Selected excerpt →
Yest, i texted her with one ques - will she want to do the contract after she start as i dont want to make it hard for her. I didnt want to put her under pressure when she was dealing with her personal situation.
And no reply at all. Left a voice msg in the evening - no reply.
I feel like i am between rock and hard place. i have taken leave for rest of this week and next week to cover off till she starts. I dont have much leave left and neither does DH. Our city jobs are just delicately balanced with flexibility we have asked from our employers for our son. I feel for her - all i need is for her to communicate clearly to me. Her lack of response has been worrying me quite a lot before she told us about her partner. And i am getting more and more concerned now.
I need to know if she wants to work for us or not. or she wants more time to deal with what she is going through. I dont have family here to fall back on and i dont want to leave my son with a temporary nanny considering his health and shy nature.

Records supplied →

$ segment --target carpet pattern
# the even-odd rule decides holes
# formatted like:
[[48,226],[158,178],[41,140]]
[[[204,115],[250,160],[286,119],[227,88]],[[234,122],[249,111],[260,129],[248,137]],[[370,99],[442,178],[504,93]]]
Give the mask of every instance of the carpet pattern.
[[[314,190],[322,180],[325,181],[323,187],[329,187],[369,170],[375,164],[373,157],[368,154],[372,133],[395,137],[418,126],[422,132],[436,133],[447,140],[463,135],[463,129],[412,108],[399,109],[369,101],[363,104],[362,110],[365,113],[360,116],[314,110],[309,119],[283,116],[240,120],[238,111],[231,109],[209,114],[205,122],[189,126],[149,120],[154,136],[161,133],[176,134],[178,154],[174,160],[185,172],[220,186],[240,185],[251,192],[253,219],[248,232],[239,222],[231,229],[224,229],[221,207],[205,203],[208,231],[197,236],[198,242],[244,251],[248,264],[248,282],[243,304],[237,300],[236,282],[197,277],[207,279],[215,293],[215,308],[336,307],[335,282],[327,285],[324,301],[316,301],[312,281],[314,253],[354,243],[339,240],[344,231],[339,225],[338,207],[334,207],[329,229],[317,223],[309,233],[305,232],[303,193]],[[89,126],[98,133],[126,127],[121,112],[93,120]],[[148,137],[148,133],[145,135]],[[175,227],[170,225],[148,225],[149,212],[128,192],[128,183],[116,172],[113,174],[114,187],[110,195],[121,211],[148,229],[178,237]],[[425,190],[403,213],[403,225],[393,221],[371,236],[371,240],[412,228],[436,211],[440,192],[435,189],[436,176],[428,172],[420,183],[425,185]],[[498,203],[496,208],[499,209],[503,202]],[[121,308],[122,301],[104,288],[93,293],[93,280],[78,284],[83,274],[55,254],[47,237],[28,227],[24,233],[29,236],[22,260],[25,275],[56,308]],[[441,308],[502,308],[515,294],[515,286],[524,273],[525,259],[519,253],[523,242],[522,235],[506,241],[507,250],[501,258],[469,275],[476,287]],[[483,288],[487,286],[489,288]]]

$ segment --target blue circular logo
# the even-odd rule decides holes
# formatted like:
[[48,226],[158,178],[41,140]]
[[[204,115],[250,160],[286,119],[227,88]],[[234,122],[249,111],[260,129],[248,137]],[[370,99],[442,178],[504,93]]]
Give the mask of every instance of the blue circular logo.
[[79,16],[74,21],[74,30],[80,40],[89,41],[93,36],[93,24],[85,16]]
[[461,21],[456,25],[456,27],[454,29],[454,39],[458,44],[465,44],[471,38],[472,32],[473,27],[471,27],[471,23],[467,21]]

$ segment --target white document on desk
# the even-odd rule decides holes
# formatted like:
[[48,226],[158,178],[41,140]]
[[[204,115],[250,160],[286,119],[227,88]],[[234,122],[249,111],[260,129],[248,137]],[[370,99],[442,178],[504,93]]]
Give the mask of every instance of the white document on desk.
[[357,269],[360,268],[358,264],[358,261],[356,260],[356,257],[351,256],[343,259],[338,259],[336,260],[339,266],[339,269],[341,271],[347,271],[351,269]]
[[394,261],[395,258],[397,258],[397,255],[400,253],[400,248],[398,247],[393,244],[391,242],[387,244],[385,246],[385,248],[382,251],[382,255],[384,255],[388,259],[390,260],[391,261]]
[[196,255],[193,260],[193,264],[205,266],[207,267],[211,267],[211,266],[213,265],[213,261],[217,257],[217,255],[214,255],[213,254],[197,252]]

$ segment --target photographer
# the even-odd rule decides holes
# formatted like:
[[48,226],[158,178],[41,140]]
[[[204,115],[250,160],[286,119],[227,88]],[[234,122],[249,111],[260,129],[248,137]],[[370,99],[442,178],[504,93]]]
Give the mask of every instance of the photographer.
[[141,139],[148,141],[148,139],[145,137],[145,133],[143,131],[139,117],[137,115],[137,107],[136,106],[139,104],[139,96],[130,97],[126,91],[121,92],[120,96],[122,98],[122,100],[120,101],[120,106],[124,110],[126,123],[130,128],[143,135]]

What to work on →
- a) Reproduce the passage of the post between "Yest, i texted" and "- no reply.", inclusive, substituting "agreement" for "contract".
- b) Convert the lines of the records between the start of the records and the line holding "Give the mask of every instance of the carpet", inclusive, into a numbered list, leaving out any blank lines.

Task-by-task solutions →
- a)
Yest, i texted her with one ques - will she want to do the agreement after she start as i dont want to make it hard for her. I didnt want to put her under pressure when she was dealing with her personal situation.
And no reply at all. Left a voice msg in the evening - no reply.

- b)
1. $ segment --target carpet pattern
2. # the even-odd rule decides holes
3. # formatted like:
4. [[48,226],[158,178],[41,140]]
5. [[[204,115],[250,160],[286,119],[227,88]],[[234,122],[249,111],[260,129],[248,137]],[[370,99],[442,178],[504,93]]]
6. Give the mask of every instance of the carpet pattern.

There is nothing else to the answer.